◆ INSTRUCTIONS FOR THE TASK
Copy every line of the data below, beginning at the line that contains "concrete building occupies." and stopping after the line that contains "[0,316,521,853]". Offset each box coordinate in that span by adding 55 to it, and leave every other line word for word.

[Region labeling data]
==============================
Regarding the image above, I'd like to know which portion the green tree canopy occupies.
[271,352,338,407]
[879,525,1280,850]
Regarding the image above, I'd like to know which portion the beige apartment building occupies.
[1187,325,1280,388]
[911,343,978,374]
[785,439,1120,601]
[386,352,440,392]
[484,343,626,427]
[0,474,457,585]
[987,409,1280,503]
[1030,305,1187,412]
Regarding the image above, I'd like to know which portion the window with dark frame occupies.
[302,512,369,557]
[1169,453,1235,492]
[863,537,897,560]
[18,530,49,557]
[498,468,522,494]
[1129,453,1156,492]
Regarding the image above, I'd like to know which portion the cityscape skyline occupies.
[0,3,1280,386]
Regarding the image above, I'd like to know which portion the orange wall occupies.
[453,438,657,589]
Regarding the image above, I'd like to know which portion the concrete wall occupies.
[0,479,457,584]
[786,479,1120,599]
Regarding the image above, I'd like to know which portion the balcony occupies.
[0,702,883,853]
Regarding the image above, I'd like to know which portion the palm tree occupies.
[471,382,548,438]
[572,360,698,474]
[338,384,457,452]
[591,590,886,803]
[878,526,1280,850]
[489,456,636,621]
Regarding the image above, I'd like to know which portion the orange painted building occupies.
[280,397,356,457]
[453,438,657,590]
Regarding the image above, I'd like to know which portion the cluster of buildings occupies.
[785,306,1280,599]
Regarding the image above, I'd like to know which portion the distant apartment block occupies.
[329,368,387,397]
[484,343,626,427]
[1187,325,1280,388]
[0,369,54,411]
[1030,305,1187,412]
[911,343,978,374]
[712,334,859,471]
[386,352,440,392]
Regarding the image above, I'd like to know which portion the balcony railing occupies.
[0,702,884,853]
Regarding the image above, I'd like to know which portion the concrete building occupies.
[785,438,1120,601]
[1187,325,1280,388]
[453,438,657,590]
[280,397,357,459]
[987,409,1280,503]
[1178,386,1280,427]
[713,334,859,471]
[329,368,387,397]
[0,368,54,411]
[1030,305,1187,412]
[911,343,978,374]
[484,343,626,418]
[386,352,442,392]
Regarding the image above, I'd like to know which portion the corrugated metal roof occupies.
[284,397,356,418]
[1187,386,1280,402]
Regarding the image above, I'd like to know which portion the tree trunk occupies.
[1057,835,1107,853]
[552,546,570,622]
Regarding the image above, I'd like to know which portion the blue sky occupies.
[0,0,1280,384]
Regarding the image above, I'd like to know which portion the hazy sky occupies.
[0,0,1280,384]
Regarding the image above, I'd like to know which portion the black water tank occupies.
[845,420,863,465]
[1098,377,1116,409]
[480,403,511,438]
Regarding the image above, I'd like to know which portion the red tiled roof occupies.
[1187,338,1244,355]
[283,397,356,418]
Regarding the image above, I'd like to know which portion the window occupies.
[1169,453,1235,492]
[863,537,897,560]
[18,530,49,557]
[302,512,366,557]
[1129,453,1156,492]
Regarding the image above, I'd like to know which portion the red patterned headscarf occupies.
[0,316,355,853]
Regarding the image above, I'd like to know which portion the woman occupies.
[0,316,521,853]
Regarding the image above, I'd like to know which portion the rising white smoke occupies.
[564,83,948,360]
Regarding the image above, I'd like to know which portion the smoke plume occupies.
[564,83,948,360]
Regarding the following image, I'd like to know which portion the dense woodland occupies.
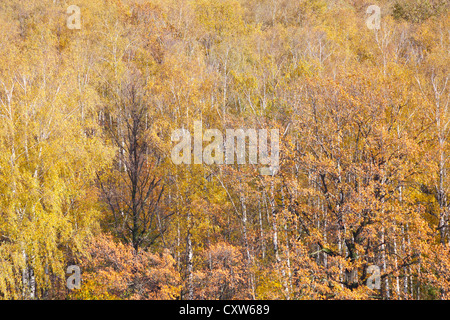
[0,0,450,300]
==============================
◆ SOLUTION TO THIS TASK
Regarding the image above, I'd like to know which portion the concrete building occupies.
[840,493,1175,656]
[1242,380,1335,443]
[508,493,712,645]
[335,452,412,514]
[1042,464,1335,558]
[1233,441,1335,482]
[768,389,914,526]
[384,423,442,452]
[55,423,109,466]
[1085,360,1242,467]
[966,398,1033,429]
[539,398,681,473]
[441,407,497,447]
Regarding the image above, I'd like to know which portion the corrugated metal roof occupies.
[339,452,411,473]
[1242,441,1335,457]
Regarding the image above, I'd like to know which portion the tree trunk occupies.
[1112,890,1162,908]
[607,601,625,677]
Regarding the image above, I'd like to know which portion the blue sky occupies.
[55,55,1335,439]
Regarding the image above, I'd like to know which portion the hazy sky occupies.
[55,55,1335,439]
Regarding the image above, I'd like to know which portion the black water tank occupies.
[900,475,918,520]
[1153,432,1171,464]
[535,458,566,493]
Regarding the image above, I'd like to know which portion the red tiled roof occupies.
[1242,393,1299,410]
[338,452,411,473]
Regarding the image above, I'd like to know which portion the window occupies.
[1224,508,1290,547]
[918,592,952,615]
[73,585,104,612]
[357,567,421,612]
[1184,508,1211,547]
Regarding the image above, I'd like to know which portion the red patterned headscarf occupies.
[55,371,410,908]
Regarding the image above, I'd like to know which portion the woman occupies.
[55,371,576,908]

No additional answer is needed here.